Time Out New York: Hello, Al?
Al Green: [Screams] Sorry, you just came right out of the phone.
Wow, that was a great scream. This is Sophie from Time Out.
Hey, Sophie, how you doing? I like the idea of time out, that’s what I like. [Laughs] Time out! Like, take the day off.
You’re at the church?
I’m actually at the studio. Well, the church and the studio are right next to one another. It’s all right here together. The studio is here, the parsonage is there, and the church is there. So, yeah, I’m at the studio office just looking at all of these platinum records and gold records and stuff, that I hope I have. I don’t know if I have them or not, but they’ve got my name on them, so I guess they’re mine.
I love that the church and studio are right next to each other. I feel like that’s so perfect for you.
Well, I mean I kind of run into one little rat hole, and then into another little rat hole, and then double back around into another rat hole, then do a few interviews, and then I double back to the studio to see if we can’t put out this track on the organ.
Yeah, so the tour is like 100 dates?
Well, we usually do like 130 or 140 dates.
How do you do it?
I have no idea. It’s really like running. The office, from ministerial business, that’s the tabernacle, or it’s the tour, we’re leaving tomorrow morning at eight o’clock. Please. And then I do bible class on Wednesdays. So I really don’t know how I do all that. I can’t think about it, I just do it.
Al, do you ever have nonjoyful days?
Yeah, a lot of days like that. You’re leaving out of the house, and you’re telling James to lock the door, and then I’m out the door and I’m gone. I’m backing out of the garage. It’s like running. Bam bam bam bam all day.
What exactly do your ministerial duties entail?

• [To do]:
a. From the Al Green interview, transcribe the passage from "I’m actually at" up to and including "or 140 dates.".
b. In the Al Green interview, on which day of the week does he do bible class?

• [Given data]:
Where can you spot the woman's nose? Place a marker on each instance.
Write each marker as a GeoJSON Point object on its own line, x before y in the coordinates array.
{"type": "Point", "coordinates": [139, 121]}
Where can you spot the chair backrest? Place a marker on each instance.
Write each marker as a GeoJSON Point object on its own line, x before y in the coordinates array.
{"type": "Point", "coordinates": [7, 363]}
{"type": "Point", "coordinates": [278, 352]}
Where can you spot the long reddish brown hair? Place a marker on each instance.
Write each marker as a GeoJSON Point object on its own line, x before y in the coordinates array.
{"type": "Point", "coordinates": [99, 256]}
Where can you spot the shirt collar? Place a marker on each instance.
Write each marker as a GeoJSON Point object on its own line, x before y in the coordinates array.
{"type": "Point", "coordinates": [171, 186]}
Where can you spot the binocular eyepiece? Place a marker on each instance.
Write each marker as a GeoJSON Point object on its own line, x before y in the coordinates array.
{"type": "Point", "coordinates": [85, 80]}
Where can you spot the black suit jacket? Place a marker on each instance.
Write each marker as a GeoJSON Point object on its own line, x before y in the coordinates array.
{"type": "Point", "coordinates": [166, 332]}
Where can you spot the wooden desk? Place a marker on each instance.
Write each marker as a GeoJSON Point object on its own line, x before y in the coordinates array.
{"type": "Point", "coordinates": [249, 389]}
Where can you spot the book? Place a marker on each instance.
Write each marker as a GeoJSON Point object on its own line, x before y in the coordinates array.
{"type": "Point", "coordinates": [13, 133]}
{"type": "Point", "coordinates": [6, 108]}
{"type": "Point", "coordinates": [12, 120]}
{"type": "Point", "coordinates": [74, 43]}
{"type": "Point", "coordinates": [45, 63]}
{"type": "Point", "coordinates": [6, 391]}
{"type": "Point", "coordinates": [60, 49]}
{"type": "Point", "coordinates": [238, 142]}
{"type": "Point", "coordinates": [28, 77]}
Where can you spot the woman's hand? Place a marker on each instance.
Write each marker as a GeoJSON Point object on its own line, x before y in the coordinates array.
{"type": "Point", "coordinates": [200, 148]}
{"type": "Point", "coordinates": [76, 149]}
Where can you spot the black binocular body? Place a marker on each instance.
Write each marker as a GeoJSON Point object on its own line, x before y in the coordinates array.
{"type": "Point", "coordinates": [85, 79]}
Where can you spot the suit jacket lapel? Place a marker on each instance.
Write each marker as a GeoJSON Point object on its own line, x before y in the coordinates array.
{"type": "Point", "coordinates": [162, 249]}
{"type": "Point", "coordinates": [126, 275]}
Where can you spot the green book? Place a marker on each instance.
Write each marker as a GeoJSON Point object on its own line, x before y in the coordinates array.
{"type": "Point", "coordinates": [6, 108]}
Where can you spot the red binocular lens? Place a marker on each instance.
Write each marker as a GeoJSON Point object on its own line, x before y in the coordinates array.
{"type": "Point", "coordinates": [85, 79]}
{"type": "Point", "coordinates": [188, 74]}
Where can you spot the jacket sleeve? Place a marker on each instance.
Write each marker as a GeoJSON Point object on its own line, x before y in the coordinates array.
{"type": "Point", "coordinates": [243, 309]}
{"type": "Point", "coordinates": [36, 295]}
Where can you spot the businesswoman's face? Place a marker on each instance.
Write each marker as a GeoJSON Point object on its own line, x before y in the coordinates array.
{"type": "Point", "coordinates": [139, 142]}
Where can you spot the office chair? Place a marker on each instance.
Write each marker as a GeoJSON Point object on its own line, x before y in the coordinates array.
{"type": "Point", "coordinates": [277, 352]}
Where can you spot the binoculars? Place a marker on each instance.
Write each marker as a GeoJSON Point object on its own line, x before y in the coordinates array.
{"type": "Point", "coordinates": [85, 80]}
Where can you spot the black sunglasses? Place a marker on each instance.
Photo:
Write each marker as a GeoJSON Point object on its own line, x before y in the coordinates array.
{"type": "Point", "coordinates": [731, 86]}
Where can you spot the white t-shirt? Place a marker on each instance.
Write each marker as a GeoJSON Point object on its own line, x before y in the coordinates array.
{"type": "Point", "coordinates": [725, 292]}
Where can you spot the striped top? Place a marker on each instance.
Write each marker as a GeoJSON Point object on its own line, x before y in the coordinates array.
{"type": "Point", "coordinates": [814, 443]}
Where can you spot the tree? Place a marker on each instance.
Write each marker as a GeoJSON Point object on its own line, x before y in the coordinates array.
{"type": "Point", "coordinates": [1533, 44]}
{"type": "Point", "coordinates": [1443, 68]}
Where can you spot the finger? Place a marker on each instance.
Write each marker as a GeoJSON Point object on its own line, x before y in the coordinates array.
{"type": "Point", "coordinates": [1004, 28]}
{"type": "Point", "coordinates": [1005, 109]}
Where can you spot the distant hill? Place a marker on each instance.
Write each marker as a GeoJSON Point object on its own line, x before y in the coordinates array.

• [Results for the exercise]:
a.
I’m actually at the studio. Well, the church and the studio are right next to one another. It’s all right here together. The studio is here, the parsonage is there, and the church is there. So, yeah, I’m at the studio office just looking at all of these platinum records and gold records and stuff, that I hope I have. I don’t know if I have them or not, but they’ve got my name on them, so I guess they’re mine.
I love that the church and studio are right next to each other. I feel like that’s so perfect for you.
Well, I mean I kind of run into one little rat hole, and then into another little rat hole, and then double back around into another rat hole, then do a few interviews, and then I double back to the studio to see if we can’t put out this track on the organ.
Yeah, so the tour is like 100 dates?
Well, we usually do like 130 or 140 dates.

b. Wednesdays.